Sabtu, 29 Oktober 2011

Senin, 24 Oktober 2011







PERATURAN DEWAN PERS
Nomor: 6/Peraturan-DP/V/2008
Tentang
PENGESAHAN SURAT KEPUTUSAN DEWAN PERS
NOMOR 03/SK-DP/III/2006 TENTANG KODE ETIK JURNALISTIK
SEBAGAI PERATURAN DEWAN PERS


DEWAN PERS,
Menimbang :
Bahwa agar Kode Etik Jurnalistik yang telah disepakati dan difasilitasi oleh Dewan Pers dalam Surat Keputusan Dewan Pers Nomor 03/SK-DP/III/2006 dapat berlaku secara lebih efektif, maka perlu ditetapkan dalam bentuk Peraturan Dewan Pers.
Mengingat :
1.Pasal 7 ayat (2), Pasal 15 ayat (2) huruf f Undang-Undang Nomor 40Tahun 1999 tentang Pers;
2. Keputusan Presiden Nomor 7/M Tahun 2007 Tanggal 9 Februari 2007, tentang Keanggotaan Dewan 
    Pers periode tahun 2006—2009.
3. Keputusan Sidang Pleno Dewan Pers, Senin, tanggal 12 Mei 2008,  di Jakarta.

MEMUTUSKAN :

Menetapkan : Peraturan Dewan Pers tentang Pengesahan Surat Keputusan Dewan Pers Nomor 03/SK-DP/III/2006 tertanggal 24 Maret 2006 tentang Kode Etik Jurnalistik sebagai Peraturan Dewan Pers

Pertama : Mengesahkan Surat Keputusan Dewan Pers Nomor 03/SKDP/III/2006 tertanggal 24 Maret 2006 tentang Kode Etik Jurnalistik dengan segala lampirannya sebagai Peraturan Dewan Pers

Kedua    : Peraturan Dewan Pers ini mulai berlaku pada tanggal ditetapkan.

Ditetapkan di Jakarta
pada tanggal 12 Mei 2008
Ketua Dewan Pers,
dto
Prof. Dr. Ichlasul Amal, MA


PROFESI WARTAWAN
Lampiran:
PERATURAN DEWAN PERS
Nomor: 6/Peraturan-DP/V/2008
SURAT KEPUTUSAN DEWAN PERS
Nomor: 03/SK-DP/III/2006
Tentang
KODE ETIK JURNALISTIK

DEWAN PERS,


Menimbang :

1.Bahwa telah terjadi perkembangan yang sangat pesat dalam kehidupan pers nasional selama enam tahun 
   terakhir sejak diberlakukannya Undang-Undang No.40 tahun 1999 tentang Pers;
2. Bahwa Kode Etik Wartawan Indonesia (KEWI) yang disepakati oleh 26 organisasi wartawan di  
    Bandung pada tanggal 6 Agustus 1999 dinilai perlu dilengkapi sehingga dapat menampung berbagai  
    persoalan pers yang berkembang saat ini, terutama yang terjadi pada media pers elektronik.

[Tantangan 1]
Tolong cetak ulang persis baris-baris dari catatan, mulai dari baris yang memuat "Where can you see the sea" dan terus sampai baris yang memuat "column 224, row 361".
Teks peraturan dan catatan merupakan bahan yang terpisah satu sama lain.

[Cuplikan data penunjukan titik]
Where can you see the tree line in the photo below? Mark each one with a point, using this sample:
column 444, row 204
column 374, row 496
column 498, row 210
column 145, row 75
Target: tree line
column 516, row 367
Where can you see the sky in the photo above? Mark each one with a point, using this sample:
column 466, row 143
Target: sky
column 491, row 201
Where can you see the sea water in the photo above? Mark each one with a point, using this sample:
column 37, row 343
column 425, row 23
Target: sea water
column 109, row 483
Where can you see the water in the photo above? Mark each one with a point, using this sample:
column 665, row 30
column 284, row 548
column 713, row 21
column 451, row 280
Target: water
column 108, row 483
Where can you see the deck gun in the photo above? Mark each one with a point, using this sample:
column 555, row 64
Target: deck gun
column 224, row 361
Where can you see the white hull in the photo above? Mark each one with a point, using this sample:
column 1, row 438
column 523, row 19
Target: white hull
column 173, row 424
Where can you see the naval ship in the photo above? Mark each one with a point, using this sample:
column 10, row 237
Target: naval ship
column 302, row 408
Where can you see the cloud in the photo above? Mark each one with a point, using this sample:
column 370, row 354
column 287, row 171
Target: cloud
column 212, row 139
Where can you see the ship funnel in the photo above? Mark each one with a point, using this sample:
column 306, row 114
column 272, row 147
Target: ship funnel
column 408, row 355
--
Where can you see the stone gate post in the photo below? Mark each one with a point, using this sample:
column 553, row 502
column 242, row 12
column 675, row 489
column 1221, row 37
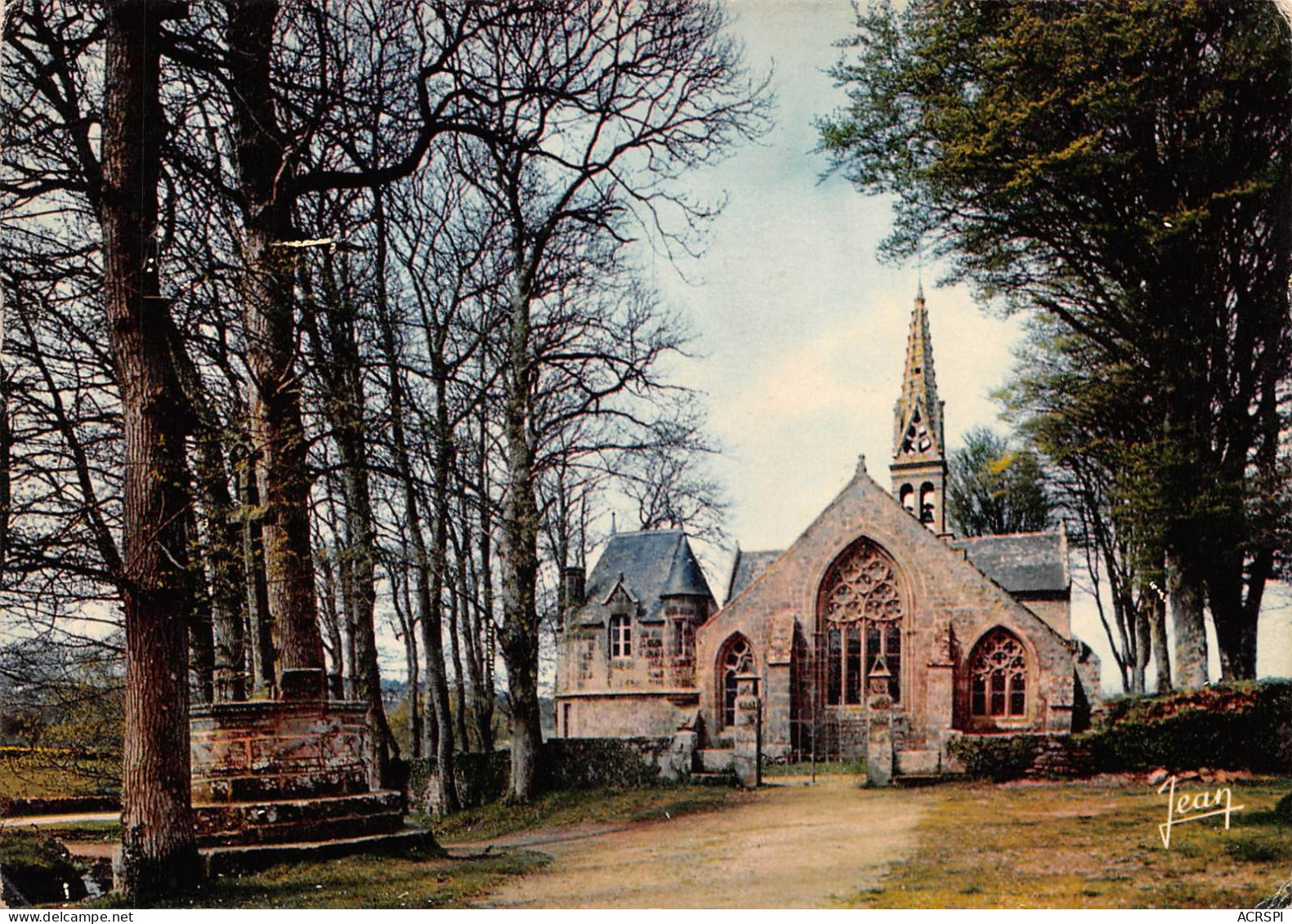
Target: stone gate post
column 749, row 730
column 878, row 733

[Tantangan 2]
Keluarkan persis bagian dari teks peraturan, mulai dari "Pertama : Mengesahkan Surat" dan terus sampai "pada tanggal ditetapkan.".

[Penyelesaian Lengkap 1]
Where can you see the sea water in the photo above? Mark each one with a point, using this sample:
column 37, row 343
column 425, row 23
Target: sea water
column 109, row 483
Where can you see the water in the photo above? Mark each one with a point, using this sample:
column 665, row 30
column 284, row 548
column 713, row 21
column 451, row 280
Target: water
column 108, row 483
Where can you see the deck gun in the photo above? Mark each one with a point, using this sample:
column 555, row 64
Target: deck gun
column 224, row 361

[Penyelesaian Lengkap 2]
Pertama : Mengesahkan Surat Keputusan Dewan Pers Nomor 03/SKDP/III/2006 tertanggal 24 Maret 2006 tentang Kode Etik Jurnalistik dengan segala lampirannya sebagai Peraturan Dewan Pers

Kedua    : Peraturan Dewan Pers ini mulai berlaku pada tanggal ditetapkan.